### Instructions for the task:
Quote verbatim the stretch of the records below from the line containing "Tag the green" through the end of the records, with both ends included.

### The records:
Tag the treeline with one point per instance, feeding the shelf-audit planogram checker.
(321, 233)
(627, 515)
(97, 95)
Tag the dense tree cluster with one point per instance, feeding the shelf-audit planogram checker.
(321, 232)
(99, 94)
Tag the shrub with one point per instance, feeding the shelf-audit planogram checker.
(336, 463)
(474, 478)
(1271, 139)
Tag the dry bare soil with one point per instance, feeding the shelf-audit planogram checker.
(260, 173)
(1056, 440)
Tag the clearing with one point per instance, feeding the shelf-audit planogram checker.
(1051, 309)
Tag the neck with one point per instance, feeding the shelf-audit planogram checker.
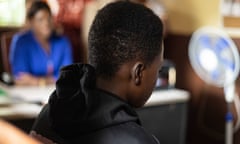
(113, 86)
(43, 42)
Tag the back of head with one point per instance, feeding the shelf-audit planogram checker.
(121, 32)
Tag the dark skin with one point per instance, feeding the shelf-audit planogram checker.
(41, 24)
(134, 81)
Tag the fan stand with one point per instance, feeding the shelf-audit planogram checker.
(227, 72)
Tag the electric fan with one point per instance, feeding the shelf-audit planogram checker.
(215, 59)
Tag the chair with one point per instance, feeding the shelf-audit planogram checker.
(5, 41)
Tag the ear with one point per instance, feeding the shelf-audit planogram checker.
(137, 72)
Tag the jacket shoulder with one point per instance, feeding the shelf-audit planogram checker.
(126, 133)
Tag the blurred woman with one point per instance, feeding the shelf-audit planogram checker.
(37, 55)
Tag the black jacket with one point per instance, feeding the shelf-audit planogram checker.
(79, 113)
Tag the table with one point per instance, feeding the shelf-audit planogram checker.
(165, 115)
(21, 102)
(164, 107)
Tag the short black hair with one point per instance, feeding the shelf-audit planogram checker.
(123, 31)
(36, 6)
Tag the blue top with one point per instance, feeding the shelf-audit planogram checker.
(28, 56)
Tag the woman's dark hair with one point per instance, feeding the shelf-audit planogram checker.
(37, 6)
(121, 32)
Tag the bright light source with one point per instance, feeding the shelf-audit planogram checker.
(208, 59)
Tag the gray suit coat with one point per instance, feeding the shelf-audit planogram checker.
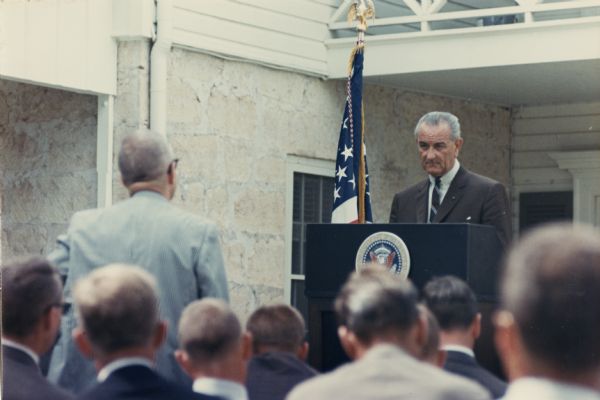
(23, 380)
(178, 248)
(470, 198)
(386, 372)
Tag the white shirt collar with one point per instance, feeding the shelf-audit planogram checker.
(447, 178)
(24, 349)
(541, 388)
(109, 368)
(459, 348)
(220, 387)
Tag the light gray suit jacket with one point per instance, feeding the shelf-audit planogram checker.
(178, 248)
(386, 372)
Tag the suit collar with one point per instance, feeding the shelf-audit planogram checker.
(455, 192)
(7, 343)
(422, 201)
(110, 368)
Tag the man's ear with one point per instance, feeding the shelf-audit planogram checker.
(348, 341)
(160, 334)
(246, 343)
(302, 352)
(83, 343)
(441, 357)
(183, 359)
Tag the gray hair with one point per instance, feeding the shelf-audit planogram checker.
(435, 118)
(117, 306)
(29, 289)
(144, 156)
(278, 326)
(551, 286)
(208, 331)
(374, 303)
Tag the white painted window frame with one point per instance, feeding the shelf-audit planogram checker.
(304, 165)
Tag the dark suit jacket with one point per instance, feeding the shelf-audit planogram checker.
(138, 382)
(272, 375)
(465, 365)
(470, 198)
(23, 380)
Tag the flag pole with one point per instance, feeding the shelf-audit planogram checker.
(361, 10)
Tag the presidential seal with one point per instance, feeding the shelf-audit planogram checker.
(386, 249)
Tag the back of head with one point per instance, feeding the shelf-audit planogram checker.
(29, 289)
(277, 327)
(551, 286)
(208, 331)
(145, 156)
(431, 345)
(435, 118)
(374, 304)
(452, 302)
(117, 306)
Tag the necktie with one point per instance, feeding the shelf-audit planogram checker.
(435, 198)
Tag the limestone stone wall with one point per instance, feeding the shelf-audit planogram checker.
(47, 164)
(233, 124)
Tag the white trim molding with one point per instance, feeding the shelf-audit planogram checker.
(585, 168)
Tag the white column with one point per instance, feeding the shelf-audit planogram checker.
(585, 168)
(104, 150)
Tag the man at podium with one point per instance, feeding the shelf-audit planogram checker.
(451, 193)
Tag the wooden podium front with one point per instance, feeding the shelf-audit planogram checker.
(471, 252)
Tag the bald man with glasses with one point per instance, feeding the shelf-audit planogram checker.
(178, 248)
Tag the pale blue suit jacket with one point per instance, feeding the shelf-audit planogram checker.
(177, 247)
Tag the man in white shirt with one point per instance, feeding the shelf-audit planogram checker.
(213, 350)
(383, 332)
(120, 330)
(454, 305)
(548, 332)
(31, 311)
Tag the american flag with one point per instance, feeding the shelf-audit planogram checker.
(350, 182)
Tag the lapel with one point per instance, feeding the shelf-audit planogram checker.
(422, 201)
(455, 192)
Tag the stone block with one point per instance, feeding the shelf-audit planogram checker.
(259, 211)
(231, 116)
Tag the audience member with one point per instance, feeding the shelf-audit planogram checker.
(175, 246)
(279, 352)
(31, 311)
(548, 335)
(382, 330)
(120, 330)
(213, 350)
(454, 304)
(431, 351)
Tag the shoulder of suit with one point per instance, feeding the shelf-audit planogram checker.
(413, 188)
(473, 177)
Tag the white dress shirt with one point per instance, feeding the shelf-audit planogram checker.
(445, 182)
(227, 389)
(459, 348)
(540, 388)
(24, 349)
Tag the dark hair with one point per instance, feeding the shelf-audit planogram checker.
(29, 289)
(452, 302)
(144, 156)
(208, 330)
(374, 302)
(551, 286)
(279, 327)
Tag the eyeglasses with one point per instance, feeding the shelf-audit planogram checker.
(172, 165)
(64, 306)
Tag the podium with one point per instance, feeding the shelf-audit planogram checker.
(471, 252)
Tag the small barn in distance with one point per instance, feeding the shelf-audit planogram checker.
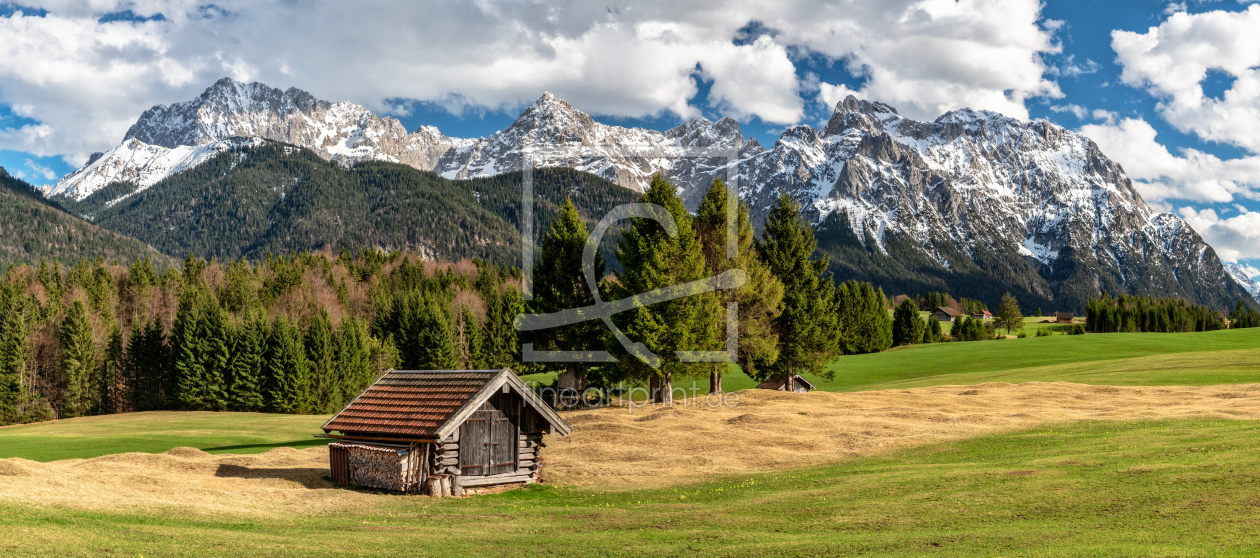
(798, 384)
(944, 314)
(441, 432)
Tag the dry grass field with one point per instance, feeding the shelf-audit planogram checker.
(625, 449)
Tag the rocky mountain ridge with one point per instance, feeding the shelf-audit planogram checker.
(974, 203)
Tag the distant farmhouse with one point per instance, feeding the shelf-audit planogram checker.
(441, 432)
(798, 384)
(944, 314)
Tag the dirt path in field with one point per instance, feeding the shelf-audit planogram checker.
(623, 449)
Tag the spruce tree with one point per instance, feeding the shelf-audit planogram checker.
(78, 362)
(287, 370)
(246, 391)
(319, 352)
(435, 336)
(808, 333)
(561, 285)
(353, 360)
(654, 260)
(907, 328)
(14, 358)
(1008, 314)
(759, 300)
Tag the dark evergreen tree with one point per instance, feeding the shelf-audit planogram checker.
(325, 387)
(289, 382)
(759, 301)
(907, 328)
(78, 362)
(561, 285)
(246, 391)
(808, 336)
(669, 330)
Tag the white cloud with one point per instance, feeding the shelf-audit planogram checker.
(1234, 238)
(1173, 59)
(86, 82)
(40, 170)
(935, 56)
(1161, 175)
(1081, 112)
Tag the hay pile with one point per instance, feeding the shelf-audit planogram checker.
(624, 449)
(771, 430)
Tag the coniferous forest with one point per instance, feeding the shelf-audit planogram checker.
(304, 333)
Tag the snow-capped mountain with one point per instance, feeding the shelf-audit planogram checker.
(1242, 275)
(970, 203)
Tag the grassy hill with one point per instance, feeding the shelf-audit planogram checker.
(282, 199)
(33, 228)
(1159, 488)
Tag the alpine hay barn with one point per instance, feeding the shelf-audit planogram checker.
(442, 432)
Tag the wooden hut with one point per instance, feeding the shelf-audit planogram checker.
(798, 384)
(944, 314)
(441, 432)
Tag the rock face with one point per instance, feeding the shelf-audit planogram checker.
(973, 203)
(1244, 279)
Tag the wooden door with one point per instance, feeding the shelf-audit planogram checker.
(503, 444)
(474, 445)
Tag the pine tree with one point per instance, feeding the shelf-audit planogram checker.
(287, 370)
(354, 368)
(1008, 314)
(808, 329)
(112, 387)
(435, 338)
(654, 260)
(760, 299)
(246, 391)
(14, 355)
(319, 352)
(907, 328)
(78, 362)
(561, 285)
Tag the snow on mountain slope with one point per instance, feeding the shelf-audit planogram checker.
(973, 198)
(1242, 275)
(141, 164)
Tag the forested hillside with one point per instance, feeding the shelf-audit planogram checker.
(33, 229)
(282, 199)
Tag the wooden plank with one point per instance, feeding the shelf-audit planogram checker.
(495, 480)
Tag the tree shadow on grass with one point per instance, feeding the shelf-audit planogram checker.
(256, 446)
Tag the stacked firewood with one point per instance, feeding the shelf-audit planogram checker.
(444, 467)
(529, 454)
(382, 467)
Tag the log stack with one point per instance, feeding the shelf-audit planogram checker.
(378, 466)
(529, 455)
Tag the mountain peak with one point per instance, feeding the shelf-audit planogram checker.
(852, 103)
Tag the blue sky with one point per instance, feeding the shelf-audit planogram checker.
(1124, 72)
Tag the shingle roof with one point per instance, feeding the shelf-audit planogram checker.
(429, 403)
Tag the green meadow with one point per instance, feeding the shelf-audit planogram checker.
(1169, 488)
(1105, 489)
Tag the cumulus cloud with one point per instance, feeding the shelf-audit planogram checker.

### Full response:
Tag the green meadow with one point per instance, feeding the shelf-audit planogram checker.
(1169, 488)
(1105, 489)
Tag the cumulus cloud with one point per instance, feeding the shelf-audit planogram checker.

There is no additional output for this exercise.